Fonte da ruptura
MIRIAM LEITÃO
Com Steve Jobs o mundo teve sua chance de reencontro com o verdadeiro sentido da economia: alguém que, do nada, cria riqueza, empregos, inovações, produtos. Jobs mudou o cotidiano, anteviu necessidades ainda não sentidas, produziu criaturas sobre as quais nos perguntamos como foi possível a vida sem elas. É difícil imaginar uma área não afetada por esse furacão chamado Steve.
Jobs é daquelas pessoas que aparecem raramente. Sua capacidade de inovação, genialidade e intensidade estão sendo objeto de reflexão neste momento de perda. Ao pensar nele a gente vai se dando conta do quanto ele comandou as mudanças pelas quais passamos.

..........

## O QUE FAZER
1. Reproduza fielmente o trecho do texto sobre Steve Jobs que vai de "Jobs é daquelas" a "pelas quais passamos.".
2. Dê seguimento ao texto sobre Steve Jobs, começando logo após a última frase apresentada.

## DADOS COLETADOS

..........

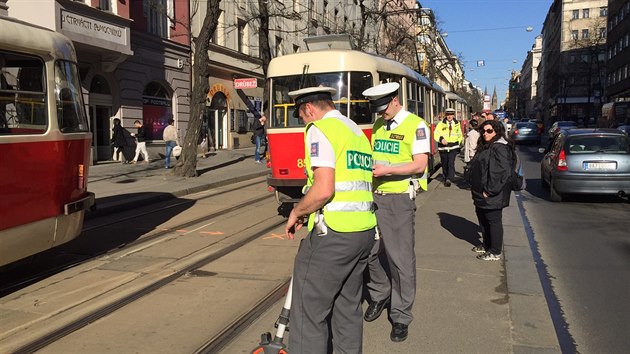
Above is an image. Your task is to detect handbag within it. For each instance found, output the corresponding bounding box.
[173,145,182,157]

..........

## RESPOSTAS ESPERADAS
1.
Jobs é daquelas pessoas que aparecem raramente. Sua capacidade de inovação, genialidade e intensidade estão sendo objeto de reflexão neste momento de perda. Ao pensar nele a gente vai se dando conta do quanto ele comandou as mudanças pelas quais passamos.

2.
Steve Jobs criou conceitos novos, ampliou o existente. O smartphone não foi invenção dele, mas o iPhone levou adiante as possibilidades do telefone inteligente; o tablet não foi criatura da sua empresa, mas o iPad redefiniu e ampliou o conceito. Ele não ficou só nos artefatos, porque o iTunes e o iPod redefiniram a indústria da música. A Pixar, de laboratório de efeitos especiais de George Lucas, virou o centro do novo cinema gráfico.
A imprensa está hoje repleta de reflexões inteligentes sobre a inteligência de Jobs e como isso alterou cada atividade econômica. É impossível separar, por exemplo, Steve Jobs do jornalismo como nós o conhecemos hoje. O especialista em mídia digital Jeff Sonderman publicou, na época da renúncia de Jobs, um artigo republicado agora no "Poynter." Na sua visão, nos últimos anos, a Apple de Jobs conseguiu ao mesmo tempo ajudar, transformar e criar uma ruptura na mídia. O título é um bom resumo da tese: "Como Steve Jobs mudou (mas não salvou) o jornalismo."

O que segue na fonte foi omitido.